Brano =>
=-=-=
Per fumo passivo s’intende l’inalazione involontaria di fumo di tabacco disperso nell’ambiente, il cosiddetto “tabacco di seconda mano” che comporta l’inalazione involontaria delle sostanze cancerogene e degli altri componenti tossici contenuti nelle sigarette. L’esposizione al fumo passivo è un problema mondiale ed è considerato un fattore di rischio per la salute, in particolare per le donne in gravidanza e per i bambini, specialmente per le malattie respiratorie nel primo anno di vita.

L’esposizione prenatale al fumo passivo di sigaretta è stata a lungo associata a riduzione della crescita fetale, nascita pretermine, asma ed obesità infantile e a conseguenze a lungo termine sullo stato di salute psicologico del nascituro.

I bambini, le cui madri sono state esposte al fumo passivo durante la gravidanza, presentano più frequentemente respiro sibilante fino all’età di 2 anni, rispetto ai bambini non esposti.

Il Report del Surgeon General “The Health Consequences of Involuntary Exposure to Tobacco Smoke”, pubblicato nel 2006, raccoglie le evidenze scientifiche sugli effetti nocivi per la salute causati dal fumo passivo, che sono sintetizzate nelle conclusioni del documento:

  • il fumo passivo causa morte prematura e malattia nei bambini e negli adulti che non fumano;
  •  i bambini esposti al fumo passivo hanno un rischio aumentato di sindrome della morte improvvisa del neonato (SIDS), infezioni respiratorie acute, problemi dell’orecchio e aggravamento dell’asma.

In gravidanza vietata anche la sigaretta elettronica

Attualmente gli studi scientifici sono pochi ma considerando che attraverso la sigaretta elettronica si inala la nicotina e che quest’ultima riesce ad arrivare e oltrepassare la placenta, sarebbe consigliabile per le donne incinte, non utilizzare neanche la sigaretta elettronica. Inoltre, è possibile che le varie sostanze contenute negli aromi possano irritare le vie aeree, soprattutto se c’è sensibilità da parte della donna.

Quante donne fumano in gravidanza?

Un’indagine condotta dall’Istituto Superiore di Sanità e presentata nel rapporto Istisan, “Percorso nascita: promozione e valutazione della qualità di modelli operativi” ha indagato sull’abitudine al fumo in gravidanza mettendo in luce su 4953 donne che aveva dichiarato di essere fumatrice prima della gravidanza, che il 70% ha smesso di fumare durante la gravidanza, il 18% ha ripreso dopo tre mesi dal parto ed il 30% dopo un anno.

Sebbene questi dati possano risentire di una sottostima in quanto auto dichiarati attraverso le interviste e non oggettivamente misurati, confermano che l’esperienza di una gravidanza motiva e induce fortemente le donne a comportamenti e stili di vita più salutari. Complice anche l’importanza attribuita all’allattamento al seno che continua a fare da deterrente e spingere le mamme a non riprendere la sigaretta neanche dopo il parto.
=-=-=
Dati di localizzazione con un punto per istanza =>

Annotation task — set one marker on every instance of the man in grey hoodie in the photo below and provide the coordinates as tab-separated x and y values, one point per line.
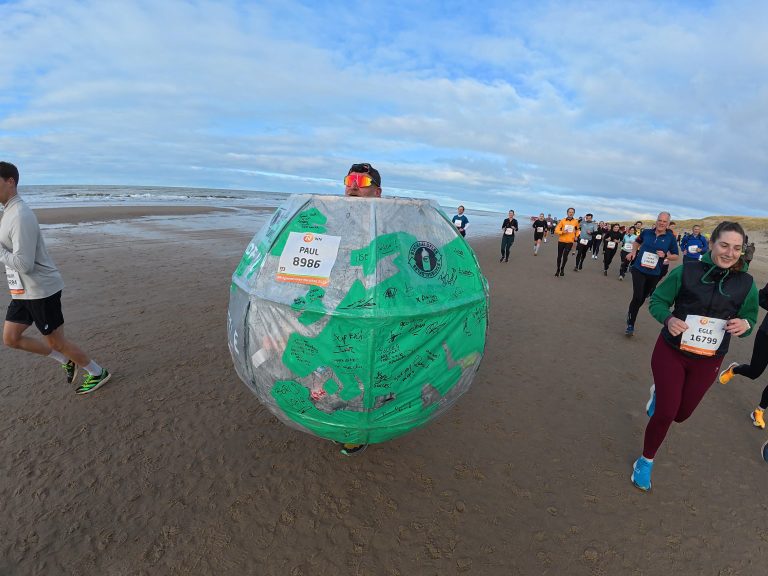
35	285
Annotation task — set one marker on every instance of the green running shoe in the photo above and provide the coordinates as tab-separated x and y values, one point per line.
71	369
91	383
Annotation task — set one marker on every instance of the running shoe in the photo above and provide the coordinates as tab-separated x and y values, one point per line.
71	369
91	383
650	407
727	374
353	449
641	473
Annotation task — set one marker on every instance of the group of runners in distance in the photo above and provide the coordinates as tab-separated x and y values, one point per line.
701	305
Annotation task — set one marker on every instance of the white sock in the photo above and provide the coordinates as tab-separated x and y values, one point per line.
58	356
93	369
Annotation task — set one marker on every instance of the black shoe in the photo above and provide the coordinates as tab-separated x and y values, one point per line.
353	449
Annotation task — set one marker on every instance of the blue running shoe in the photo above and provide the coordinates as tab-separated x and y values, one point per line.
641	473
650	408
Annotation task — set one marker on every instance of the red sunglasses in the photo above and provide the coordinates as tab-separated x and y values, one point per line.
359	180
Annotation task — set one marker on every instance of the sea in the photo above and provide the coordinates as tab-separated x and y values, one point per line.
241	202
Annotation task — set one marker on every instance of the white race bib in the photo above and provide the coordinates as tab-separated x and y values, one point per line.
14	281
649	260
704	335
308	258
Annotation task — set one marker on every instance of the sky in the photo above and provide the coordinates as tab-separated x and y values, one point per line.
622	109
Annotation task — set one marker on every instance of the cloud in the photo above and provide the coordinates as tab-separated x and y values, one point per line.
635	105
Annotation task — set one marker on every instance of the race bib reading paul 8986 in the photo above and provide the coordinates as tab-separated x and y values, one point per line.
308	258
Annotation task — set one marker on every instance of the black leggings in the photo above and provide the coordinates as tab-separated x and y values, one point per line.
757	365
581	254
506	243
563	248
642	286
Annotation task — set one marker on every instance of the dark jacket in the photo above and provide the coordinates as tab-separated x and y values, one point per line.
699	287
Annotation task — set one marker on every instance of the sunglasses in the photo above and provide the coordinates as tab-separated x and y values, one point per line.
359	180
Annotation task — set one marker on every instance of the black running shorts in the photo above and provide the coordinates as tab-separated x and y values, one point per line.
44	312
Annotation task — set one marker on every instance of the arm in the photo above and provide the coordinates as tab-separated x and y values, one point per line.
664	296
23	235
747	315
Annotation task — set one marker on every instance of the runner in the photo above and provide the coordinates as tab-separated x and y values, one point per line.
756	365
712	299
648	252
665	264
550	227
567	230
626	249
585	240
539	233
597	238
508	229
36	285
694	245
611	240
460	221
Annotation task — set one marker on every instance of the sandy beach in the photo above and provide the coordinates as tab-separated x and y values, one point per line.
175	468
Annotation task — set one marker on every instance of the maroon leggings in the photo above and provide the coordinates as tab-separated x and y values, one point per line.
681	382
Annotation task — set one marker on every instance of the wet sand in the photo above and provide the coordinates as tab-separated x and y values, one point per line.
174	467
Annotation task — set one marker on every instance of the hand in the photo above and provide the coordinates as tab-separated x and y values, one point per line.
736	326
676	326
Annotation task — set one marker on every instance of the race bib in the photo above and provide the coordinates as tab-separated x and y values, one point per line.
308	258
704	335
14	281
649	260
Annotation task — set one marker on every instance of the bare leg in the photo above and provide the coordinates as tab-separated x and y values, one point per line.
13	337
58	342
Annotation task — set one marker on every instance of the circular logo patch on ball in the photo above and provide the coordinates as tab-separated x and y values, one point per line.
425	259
=-=-=
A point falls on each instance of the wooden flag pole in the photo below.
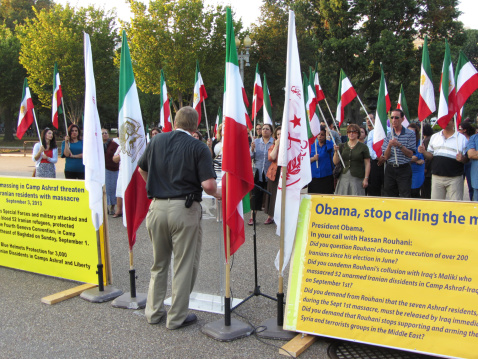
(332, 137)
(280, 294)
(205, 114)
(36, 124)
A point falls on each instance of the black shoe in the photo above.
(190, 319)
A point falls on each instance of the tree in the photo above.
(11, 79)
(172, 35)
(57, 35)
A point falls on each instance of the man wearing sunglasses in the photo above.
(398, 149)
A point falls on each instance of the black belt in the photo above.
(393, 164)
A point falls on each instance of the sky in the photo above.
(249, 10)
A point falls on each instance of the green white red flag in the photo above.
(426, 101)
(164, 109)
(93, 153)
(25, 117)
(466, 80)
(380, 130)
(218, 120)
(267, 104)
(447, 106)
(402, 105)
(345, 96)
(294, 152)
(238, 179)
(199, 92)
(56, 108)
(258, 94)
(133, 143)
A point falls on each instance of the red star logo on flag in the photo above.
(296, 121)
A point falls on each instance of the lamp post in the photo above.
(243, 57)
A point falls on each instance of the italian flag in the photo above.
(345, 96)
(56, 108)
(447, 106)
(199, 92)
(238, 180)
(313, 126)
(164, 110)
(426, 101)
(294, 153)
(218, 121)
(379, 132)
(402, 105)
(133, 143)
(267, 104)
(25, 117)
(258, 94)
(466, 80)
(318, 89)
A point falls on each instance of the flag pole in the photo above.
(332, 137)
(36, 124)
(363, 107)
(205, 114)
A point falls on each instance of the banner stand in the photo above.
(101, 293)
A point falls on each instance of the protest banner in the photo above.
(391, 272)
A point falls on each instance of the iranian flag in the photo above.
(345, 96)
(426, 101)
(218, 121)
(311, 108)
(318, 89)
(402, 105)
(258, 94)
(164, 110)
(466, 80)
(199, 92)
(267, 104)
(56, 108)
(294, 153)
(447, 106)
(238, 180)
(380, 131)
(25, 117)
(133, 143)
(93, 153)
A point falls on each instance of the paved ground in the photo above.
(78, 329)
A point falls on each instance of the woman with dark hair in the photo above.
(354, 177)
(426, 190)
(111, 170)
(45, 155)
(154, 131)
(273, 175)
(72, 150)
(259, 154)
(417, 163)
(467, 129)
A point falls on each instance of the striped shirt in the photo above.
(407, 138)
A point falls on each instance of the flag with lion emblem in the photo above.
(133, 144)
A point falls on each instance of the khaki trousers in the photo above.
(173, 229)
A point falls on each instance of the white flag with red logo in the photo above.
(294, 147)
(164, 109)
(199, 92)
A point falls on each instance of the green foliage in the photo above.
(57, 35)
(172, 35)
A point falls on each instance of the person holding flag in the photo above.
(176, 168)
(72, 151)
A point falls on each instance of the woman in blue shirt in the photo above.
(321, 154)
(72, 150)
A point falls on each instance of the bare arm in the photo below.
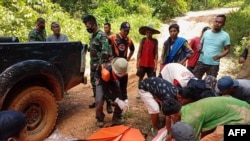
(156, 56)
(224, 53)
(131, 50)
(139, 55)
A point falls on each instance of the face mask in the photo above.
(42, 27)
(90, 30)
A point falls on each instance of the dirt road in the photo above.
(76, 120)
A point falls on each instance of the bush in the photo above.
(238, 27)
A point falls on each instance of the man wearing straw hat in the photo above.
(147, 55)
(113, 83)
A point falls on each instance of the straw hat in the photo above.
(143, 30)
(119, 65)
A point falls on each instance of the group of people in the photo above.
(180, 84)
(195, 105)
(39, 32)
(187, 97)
=-=-=
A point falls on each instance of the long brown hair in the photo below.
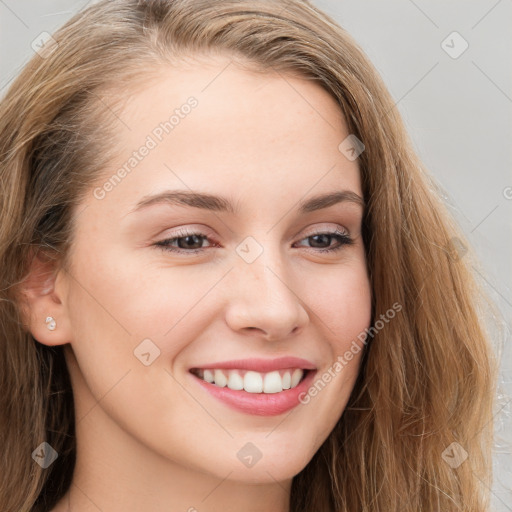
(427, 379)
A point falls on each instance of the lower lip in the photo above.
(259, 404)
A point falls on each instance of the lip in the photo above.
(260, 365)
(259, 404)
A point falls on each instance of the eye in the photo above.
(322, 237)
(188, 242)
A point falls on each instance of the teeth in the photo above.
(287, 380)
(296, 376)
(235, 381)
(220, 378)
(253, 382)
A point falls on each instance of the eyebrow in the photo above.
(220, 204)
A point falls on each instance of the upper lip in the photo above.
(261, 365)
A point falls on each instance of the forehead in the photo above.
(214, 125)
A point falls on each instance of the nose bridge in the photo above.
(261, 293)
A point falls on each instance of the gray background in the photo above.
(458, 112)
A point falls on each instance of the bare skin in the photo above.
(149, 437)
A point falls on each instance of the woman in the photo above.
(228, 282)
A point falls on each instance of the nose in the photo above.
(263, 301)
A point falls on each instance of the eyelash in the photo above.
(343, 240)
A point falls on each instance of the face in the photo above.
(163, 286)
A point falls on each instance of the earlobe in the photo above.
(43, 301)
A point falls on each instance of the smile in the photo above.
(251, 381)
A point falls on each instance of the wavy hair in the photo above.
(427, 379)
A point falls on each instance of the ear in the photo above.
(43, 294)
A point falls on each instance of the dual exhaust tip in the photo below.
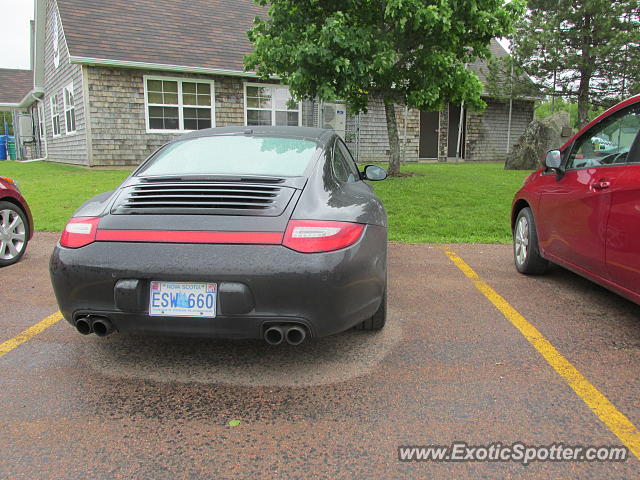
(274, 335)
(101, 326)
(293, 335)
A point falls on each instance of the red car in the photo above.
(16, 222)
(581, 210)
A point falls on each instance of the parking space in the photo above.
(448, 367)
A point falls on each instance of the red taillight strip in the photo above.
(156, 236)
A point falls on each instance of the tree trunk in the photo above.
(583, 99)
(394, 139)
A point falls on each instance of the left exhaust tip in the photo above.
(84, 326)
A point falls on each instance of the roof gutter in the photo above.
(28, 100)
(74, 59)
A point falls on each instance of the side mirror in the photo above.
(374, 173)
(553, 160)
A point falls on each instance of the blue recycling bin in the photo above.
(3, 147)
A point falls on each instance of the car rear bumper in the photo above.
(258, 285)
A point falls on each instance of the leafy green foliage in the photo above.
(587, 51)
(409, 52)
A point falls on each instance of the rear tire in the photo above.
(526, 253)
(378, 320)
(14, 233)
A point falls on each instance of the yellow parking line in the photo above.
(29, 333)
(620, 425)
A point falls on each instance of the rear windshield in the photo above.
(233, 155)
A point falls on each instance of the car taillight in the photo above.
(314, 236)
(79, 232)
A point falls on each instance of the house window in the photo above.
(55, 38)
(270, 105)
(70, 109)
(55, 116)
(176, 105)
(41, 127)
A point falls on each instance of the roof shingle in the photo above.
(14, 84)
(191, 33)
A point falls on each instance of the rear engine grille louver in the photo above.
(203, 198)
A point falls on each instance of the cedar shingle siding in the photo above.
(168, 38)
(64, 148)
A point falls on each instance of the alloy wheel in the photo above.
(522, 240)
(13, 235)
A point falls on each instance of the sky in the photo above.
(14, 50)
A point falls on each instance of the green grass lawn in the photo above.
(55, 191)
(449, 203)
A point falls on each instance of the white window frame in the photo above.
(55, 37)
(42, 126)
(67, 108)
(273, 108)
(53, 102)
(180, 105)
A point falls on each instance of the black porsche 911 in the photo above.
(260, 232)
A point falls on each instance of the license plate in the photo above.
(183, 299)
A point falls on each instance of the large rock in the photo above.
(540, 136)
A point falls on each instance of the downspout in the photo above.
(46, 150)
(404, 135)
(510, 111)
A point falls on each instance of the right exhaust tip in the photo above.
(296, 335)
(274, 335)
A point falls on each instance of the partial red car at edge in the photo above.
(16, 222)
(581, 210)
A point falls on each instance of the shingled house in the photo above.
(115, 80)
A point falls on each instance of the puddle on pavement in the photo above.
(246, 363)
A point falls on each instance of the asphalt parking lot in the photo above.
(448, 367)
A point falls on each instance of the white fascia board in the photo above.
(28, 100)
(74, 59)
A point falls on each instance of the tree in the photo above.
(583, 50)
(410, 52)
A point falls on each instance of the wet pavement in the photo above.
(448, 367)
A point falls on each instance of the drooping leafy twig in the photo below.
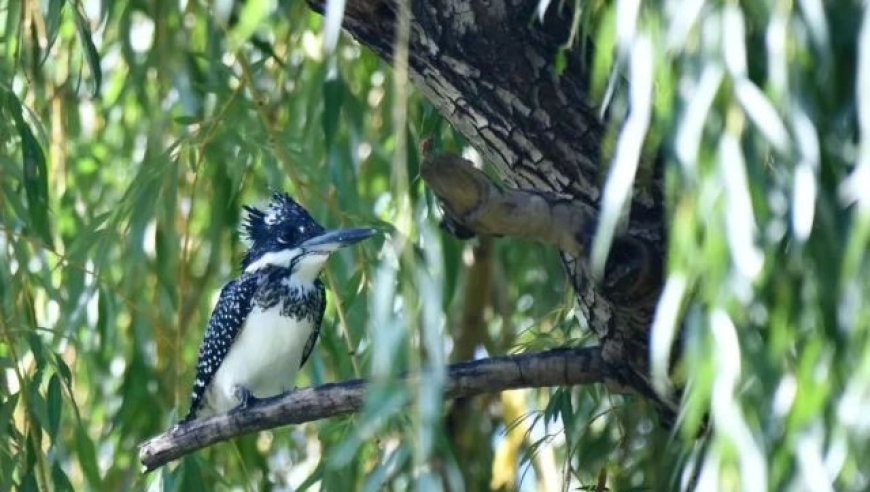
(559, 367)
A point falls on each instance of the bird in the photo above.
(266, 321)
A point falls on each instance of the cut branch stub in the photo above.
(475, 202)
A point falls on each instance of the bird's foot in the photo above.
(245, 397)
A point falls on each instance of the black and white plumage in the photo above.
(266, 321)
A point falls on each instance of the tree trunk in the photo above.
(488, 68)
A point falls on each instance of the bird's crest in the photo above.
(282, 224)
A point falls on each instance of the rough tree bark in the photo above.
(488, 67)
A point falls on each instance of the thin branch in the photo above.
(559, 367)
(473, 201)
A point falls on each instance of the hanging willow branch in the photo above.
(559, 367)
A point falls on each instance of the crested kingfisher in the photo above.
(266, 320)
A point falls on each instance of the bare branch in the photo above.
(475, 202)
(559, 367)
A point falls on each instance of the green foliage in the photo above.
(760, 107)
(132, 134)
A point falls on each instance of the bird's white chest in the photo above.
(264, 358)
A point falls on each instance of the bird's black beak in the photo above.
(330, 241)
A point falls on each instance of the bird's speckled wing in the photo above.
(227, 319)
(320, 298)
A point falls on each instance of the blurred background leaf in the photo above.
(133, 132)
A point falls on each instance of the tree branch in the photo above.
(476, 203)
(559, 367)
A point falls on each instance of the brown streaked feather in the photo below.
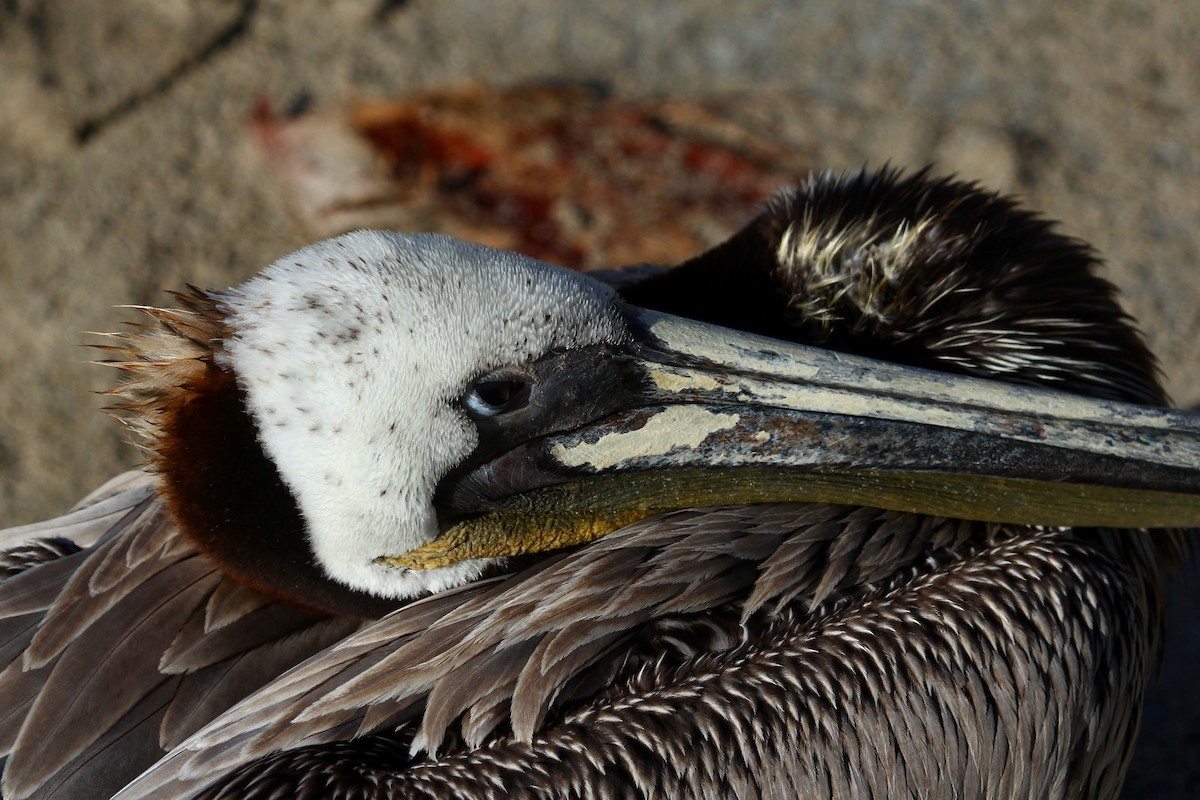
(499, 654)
=-=-=
Consegne =>
1. Secondo il brano, per quale motivo alle donne incinte si sconsiglia anche la sigaretta elettronica? Rispondi in una-tre frasi.
2. Trascrivi dal brano il passo che comincia con "Quante donne fumano" e termina con "dopo un anno.".
Le righe sono materiale a sé, distinto dal brano.

Soluzioni =>
1. Con la sigaretta elettronica si inala nicotina, che riesce ad arrivare alla placenta e a oltrepassarla. Inoltre le sostanze contenute negli aromi potrebbero irritare le vie aeree, soprattutto se la donna è sensibile.

2.
Quante donne fumano in gravidanza?

Un’indagine condotta dall’Istituto Superiore di Sanità e presentata nel rapporto Istisan, “Percorso nascita: promozione e valutazione della qualità di modelli operativi” ha indagato sull’abitudine al fumo in gravidanza mettendo in luce su 4953 donne che aveva dichiarato di essere fumatrice prima della gravidanza, che il 70% ha smesso di fumare durante la gravidanza, il 18% ha ripreso dopo tre mesi dal parto ed il 30% dopo un anno.